Only those lines running from the line that contains "Please segment every instance of the shoreline" through the end of the material are to be written out, each exactly as shown.

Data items
⟨
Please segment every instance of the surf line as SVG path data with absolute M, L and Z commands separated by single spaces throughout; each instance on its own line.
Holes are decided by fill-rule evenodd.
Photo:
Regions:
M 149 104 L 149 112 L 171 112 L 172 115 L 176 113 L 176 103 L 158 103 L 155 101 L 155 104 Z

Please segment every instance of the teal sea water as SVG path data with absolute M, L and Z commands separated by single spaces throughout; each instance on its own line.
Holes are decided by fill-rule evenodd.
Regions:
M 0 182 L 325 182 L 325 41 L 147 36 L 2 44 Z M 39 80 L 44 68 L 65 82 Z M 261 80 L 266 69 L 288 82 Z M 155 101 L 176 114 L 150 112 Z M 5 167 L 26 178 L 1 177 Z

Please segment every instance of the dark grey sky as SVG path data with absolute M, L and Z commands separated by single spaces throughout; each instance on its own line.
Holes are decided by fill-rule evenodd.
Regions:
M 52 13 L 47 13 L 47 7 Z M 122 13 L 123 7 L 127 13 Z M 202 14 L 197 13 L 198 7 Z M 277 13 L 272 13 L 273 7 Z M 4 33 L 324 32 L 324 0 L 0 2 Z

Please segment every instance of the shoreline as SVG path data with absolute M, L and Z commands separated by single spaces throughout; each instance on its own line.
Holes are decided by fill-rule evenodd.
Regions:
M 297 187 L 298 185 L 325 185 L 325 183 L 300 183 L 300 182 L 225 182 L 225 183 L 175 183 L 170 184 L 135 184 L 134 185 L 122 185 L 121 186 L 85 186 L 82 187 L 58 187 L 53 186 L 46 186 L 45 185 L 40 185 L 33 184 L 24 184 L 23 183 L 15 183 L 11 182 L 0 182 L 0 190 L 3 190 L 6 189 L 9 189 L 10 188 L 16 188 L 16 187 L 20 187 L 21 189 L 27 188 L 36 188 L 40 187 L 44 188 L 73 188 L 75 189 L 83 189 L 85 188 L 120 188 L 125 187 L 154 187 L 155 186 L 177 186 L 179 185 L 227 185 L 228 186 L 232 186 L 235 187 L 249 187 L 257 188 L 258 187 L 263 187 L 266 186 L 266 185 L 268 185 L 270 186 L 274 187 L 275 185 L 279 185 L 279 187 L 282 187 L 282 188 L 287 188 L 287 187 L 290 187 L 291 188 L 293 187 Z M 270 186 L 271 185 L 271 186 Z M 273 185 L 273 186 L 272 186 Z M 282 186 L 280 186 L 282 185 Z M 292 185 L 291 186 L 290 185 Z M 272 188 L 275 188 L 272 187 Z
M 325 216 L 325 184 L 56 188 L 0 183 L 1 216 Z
⟩
**Written solution**.
Please segment every instance of the shoreline as SVG path data with absolute M, L and Z commands separated by single spaces throughout; each instance on its own line.
Holes are decided by fill-rule evenodd.
Regions:
M 297 187 L 298 185 L 325 185 L 325 183 L 300 183 L 300 182 L 225 182 L 225 183 L 175 183 L 170 184 L 135 184 L 134 185 L 122 185 L 121 186 L 85 186 L 82 187 L 58 187 L 53 186 L 46 186 L 45 185 L 40 185 L 33 184 L 24 184 L 23 183 L 15 183 L 11 182 L 0 182 L 0 190 L 3 190 L 6 189 L 9 189 L 10 188 L 16 188 L 16 187 L 20 187 L 21 189 L 27 188 L 36 188 L 40 187 L 44 188 L 73 188 L 75 189 L 83 189 L 85 188 L 120 188 L 125 187 L 154 187 L 155 186 L 177 186 L 179 185 L 227 185 L 228 186 L 232 186 L 235 187 L 249 187 L 257 188 L 258 187 L 263 187 L 266 186 L 266 185 L 268 185 L 270 186 L 274 187 L 275 185 L 279 185 L 279 187 L 282 187 L 282 188 L 287 188 L 287 187 L 290 187 L 291 188 L 293 187 Z M 270 186 L 271 185 L 271 186 Z M 273 185 L 273 186 L 272 186 Z M 282 186 L 280 186 L 282 185 Z M 292 185 L 291 186 L 290 185 Z M 272 188 L 275 188 L 272 187 Z
M 325 216 L 325 184 L 56 188 L 0 183 L 1 216 Z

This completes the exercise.